| DATA RECORDS |
◆ ◆ ◆ ◆ ◆ ◆ ◆

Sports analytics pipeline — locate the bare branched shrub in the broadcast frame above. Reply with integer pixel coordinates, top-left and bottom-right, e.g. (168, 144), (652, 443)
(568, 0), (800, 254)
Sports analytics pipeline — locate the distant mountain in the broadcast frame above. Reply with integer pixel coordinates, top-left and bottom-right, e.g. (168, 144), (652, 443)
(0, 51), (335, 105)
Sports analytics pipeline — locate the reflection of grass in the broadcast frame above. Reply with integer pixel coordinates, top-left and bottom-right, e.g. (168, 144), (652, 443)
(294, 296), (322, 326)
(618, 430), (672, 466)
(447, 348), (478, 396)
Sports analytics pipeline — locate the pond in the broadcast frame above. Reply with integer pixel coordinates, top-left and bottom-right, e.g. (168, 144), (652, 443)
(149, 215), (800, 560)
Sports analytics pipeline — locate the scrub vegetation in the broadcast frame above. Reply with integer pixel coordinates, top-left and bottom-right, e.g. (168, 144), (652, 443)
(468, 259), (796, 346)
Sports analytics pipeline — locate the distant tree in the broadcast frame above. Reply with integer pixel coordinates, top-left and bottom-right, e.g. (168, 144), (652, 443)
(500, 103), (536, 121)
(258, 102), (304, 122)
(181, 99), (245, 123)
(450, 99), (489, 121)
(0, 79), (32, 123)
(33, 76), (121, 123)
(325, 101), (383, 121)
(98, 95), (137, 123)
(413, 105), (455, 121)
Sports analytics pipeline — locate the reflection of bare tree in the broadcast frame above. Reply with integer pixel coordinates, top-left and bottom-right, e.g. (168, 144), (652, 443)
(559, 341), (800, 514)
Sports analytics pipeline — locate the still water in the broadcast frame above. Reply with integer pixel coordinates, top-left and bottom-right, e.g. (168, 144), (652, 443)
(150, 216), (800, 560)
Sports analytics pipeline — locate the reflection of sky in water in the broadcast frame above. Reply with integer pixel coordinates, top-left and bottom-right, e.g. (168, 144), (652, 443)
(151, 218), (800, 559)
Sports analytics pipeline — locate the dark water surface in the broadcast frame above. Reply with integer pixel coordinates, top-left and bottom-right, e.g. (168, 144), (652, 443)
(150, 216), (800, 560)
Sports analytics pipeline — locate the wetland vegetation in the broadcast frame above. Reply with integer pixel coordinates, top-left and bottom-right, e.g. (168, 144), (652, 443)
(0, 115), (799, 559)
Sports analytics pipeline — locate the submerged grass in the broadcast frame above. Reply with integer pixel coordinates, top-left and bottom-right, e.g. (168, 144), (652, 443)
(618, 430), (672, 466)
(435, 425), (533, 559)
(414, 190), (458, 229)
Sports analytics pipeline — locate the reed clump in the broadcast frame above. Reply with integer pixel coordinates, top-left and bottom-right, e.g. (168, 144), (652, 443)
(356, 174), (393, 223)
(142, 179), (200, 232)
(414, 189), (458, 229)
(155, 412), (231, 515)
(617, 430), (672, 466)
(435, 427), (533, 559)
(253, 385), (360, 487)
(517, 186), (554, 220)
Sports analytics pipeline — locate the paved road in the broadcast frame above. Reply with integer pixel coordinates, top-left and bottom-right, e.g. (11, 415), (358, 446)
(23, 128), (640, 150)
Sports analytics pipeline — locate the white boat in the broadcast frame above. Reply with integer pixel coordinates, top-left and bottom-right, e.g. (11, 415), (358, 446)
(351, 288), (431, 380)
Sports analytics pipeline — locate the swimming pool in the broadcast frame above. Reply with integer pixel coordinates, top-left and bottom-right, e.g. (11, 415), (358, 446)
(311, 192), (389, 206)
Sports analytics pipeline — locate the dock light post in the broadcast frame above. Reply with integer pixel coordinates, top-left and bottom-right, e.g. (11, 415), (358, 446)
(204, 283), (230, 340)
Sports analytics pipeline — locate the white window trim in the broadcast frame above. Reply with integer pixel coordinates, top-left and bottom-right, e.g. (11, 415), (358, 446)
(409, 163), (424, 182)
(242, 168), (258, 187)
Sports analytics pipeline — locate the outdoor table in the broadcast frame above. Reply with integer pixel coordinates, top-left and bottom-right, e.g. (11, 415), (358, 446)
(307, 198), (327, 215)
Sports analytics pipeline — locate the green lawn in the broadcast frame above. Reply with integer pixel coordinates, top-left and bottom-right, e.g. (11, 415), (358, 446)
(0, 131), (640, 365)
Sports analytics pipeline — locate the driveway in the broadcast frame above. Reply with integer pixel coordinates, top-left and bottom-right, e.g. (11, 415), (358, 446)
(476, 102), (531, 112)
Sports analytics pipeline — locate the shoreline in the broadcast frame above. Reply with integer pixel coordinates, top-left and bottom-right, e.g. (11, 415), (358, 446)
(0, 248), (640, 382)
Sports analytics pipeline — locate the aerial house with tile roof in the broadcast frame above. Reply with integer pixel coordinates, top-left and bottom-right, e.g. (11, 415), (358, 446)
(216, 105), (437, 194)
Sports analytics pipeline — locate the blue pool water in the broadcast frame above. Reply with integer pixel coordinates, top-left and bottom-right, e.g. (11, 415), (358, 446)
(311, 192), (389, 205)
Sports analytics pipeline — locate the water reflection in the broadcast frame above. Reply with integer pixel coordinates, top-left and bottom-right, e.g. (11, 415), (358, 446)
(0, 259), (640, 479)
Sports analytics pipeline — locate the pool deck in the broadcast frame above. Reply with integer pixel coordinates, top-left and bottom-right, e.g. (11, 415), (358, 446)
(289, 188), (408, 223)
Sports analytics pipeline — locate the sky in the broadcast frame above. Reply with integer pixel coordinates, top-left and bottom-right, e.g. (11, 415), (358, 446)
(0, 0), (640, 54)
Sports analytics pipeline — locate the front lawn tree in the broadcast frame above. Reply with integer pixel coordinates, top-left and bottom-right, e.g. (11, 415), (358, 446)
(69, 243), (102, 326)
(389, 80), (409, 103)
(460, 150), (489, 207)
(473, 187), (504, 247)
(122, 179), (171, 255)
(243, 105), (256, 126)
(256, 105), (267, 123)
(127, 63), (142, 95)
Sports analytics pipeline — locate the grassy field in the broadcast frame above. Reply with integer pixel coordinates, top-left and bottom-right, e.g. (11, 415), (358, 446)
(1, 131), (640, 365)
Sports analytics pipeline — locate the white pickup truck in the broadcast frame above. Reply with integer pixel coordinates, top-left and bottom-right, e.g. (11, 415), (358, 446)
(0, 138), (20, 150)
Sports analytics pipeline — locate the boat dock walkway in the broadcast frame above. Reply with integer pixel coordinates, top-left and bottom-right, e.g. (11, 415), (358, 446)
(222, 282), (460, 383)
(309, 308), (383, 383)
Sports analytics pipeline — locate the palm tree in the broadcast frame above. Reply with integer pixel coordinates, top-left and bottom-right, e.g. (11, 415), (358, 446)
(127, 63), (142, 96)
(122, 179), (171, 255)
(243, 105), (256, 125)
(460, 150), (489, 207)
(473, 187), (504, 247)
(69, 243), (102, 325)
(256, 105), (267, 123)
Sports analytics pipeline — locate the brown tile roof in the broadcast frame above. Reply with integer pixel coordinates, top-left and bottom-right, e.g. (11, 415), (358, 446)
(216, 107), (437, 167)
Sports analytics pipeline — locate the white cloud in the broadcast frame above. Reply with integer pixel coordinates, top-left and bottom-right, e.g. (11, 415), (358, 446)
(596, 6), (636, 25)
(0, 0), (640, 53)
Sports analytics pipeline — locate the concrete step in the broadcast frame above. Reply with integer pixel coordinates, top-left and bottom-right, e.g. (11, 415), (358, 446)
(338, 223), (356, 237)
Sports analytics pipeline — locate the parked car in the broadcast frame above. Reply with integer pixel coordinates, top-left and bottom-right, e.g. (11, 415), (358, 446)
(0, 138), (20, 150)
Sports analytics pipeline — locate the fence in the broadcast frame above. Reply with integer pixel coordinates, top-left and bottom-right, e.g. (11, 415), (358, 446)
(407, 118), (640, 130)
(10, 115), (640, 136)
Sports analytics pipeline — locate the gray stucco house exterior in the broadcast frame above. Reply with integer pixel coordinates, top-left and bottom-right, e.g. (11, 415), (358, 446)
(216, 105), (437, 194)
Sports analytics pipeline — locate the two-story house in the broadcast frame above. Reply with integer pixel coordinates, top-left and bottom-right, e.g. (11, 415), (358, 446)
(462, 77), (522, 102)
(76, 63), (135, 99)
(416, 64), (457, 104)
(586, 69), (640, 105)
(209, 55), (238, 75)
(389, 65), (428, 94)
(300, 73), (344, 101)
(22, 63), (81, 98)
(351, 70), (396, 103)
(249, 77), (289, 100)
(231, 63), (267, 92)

◆ ◆ ◆ ◆ ◆ ◆ ◆

| BRIEF |
Please repeat the items word for word, from the start of the items through the line that contains "(0, 51), (335, 105)".

| ANSWER TO THE TASK |
Sports analytics pipeline — locate the bare branched shrub in the broadcast frame above. Reply with integer pixel coordinates, top-left and bottom-right, e.g. (168, 144), (652, 443)
(568, 0), (800, 254)
Sports analytics pipeline — locate the distant mountain in the broadcast frame above. Reply with integer pixel coordinates, top-left and bottom-right, e.g. (168, 144), (652, 443)
(0, 51), (335, 105)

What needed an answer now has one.